▶ **AIM**: Extract every line below, verbatim.

[A block of data]

>>>

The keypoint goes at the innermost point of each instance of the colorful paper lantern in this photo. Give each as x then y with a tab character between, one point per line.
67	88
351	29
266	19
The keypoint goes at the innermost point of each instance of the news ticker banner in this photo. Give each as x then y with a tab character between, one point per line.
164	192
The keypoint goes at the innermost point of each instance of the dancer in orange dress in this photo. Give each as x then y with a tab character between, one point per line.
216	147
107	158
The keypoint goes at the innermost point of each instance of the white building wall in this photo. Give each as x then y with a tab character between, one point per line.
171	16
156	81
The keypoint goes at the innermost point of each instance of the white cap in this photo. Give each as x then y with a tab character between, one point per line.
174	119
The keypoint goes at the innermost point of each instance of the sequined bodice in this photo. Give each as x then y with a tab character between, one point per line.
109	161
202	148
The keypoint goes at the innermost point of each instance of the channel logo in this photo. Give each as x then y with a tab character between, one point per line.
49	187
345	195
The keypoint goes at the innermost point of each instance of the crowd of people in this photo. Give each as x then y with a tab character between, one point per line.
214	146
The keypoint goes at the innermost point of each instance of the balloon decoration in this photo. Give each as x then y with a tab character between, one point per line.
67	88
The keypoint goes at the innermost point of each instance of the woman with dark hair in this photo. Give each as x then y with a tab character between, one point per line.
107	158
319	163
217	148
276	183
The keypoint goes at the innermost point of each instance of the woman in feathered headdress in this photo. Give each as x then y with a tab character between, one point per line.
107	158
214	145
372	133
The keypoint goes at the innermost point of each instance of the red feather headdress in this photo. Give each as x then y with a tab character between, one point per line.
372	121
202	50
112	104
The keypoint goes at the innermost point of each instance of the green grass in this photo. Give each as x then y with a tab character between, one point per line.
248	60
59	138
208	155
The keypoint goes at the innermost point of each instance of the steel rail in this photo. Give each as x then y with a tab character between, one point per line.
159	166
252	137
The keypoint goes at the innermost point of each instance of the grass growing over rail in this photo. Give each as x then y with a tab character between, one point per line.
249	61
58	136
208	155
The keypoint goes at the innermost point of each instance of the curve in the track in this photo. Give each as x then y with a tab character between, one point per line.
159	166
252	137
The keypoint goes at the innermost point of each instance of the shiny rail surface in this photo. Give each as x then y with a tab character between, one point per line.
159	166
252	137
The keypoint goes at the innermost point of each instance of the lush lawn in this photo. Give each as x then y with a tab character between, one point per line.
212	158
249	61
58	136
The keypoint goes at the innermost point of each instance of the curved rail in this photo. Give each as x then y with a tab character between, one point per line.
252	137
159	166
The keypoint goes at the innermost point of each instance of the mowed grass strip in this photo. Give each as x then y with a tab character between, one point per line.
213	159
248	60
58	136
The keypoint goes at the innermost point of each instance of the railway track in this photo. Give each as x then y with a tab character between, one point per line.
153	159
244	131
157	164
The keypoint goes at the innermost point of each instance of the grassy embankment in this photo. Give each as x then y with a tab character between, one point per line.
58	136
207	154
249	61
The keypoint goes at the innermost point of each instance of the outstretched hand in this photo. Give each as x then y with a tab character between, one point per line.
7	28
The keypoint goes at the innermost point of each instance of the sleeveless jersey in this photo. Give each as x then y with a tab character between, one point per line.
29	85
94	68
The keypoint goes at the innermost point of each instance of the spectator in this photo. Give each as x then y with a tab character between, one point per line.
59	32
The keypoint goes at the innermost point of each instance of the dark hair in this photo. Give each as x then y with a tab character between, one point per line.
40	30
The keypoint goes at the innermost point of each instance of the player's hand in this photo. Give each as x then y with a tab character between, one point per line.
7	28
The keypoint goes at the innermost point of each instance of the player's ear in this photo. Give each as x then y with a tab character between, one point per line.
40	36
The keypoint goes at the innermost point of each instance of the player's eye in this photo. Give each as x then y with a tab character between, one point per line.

<<<

▶ **THE RESPONSE**:
The keypoint goes at the innermost point of each instance of the colorful paper lantern in this photo. Give each as x then y with a tab character between, one point per line.
67	88
351	29
266	19
The keypoint goes at the innermost point of each instance of the news ticker banner in this photo. Give each as x then y with a tab character between, one point per line.
164	192
The keypoint goes at the innermost point of each instance of the dancer in orange dress in this photo. Give each as x then y with a tab character between, one point per line.
216	147
107	158
The keypoint goes at the innermost point of each instance of the white building wall in this photo. Give each as x then y with a tab character between, one point per line.
171	16
156	81
The keypoint goes at the innermost point of each instance of the white cap in this photo. Give each as x then y with a tab character between, one point per line.
174	119
The keypoint goes at the innermost point of each instance of the sequined bodice in this photo. Give each as x then y with a tab character between, one point per line.
109	161
202	148
The keypoint goes at the innermost point of each instance of the channel logo in this photo. Give each as x then y with a tab character between, one point per line.
49	187
345	195
The keypoint goes at the innermost point of each instance of the crowd of people in this photo. Give each as x then y with a tab character between, one point per line.
214	146
The keypoint goes at the innermost point of each instance of the balloon decoration in this photo. Give each as x then y with a tab character between, one point per line.
67	88
The keypoint goes at the innermost point of each instance of the woman with dark hair in this photo. Give each as x then y with a tab character between, one point per line.
107	158
319	163
217	148
276	183
The keypoint goes at the innermost point of each instance of the woman in feathered headdress in this photo. Give each as x then y with a tab character between, one point per line.
107	158
214	145
372	133
The keypoint goes at the innermost point of each instance of the red feather headdress in this photo. Give each as x then y with a tab character between, one point per line.
372	121
202	50
112	104
The keypoint goes at the innermost point of each instance of the green grass in this photo. Give each as x then y with a tab character between, one point per line.
248	60
59	138
208	155
The keypoint goes at the innermost point of each instance of the steel rail in this photo. Give each as x then y with a tab character between, one point per line.
159	166
252	137
The keypoint goes at the innermost point of each instance of the grass growing over rail in this photo. Give each as x then y with a tab character between, one point per line.
249	61
58	136
208	155
The keypoint goes at the innermost point of each instance of the curve in the track in this photo. Give each as x then y with a tab character between, one point per line.
159	166
252	137
The keypoint goes at the innermost point of each instance of the shiny rail surface in this photo. Give each as x then y with a tab character between, one point per line.
159	166
252	137
The keypoint goes at the innermost point of each instance of the lush lawn in this photo. Give each as x then y with a tab character between, one point per line.
212	158
249	61
58	136
The keypoint goes at the innermost point of each instance of the curved rail in this photo. Give each as x then y with a tab character between, one point per line.
252	137
159	166
The keypoint goes at the innermost point of each instance of the mowed grass strip in this photo. Give each as x then y with a tab character between, one point per line.
213	159
248	60
58	136
The keypoint goes at the innermost point of each instance of the railway track in this photo. Give each as x then y with a tab character between, one point per line.
153	159
244	131
157	164
The keypoint goes at the innermost point of each instance of the grassy embankment in this photo. Give each as x then y with a tab character between, one point per line.
58	136
207	154
249	61
The keypoint goes at the innermost point of each instance of the outstretched hand in this photo. Give each as x then y with a tab character between, one point per line.
7	28
The keypoint goes at the innermost point of each instance of the sleeveless jersey in this photo. Give each as x then y with a tab character between, one point per line.
29	85
94	68
The keypoint goes at the innermost point of each instance of the spectator in this photo. Give each as x then y with a tab character between, one point per line.
59	32
The keypoint goes at the innermost point of each instance of the dark hair in this photo. Give each as x then y with a tab character between, one point per line.
40	30
The keypoint goes at the innermost point of each instance of the player's hand in this photo. Give each as x then y with a tab character between, one point per line.
7	28
The keypoint goes at the innermost point of each instance of the player's ear in this photo. Give each as x then y with a tab character between, one point per line.
40	36
The keypoint goes at the innermost point of each instance of the player's eye in this photo. Give each as x then y with a tab character between, one point per line.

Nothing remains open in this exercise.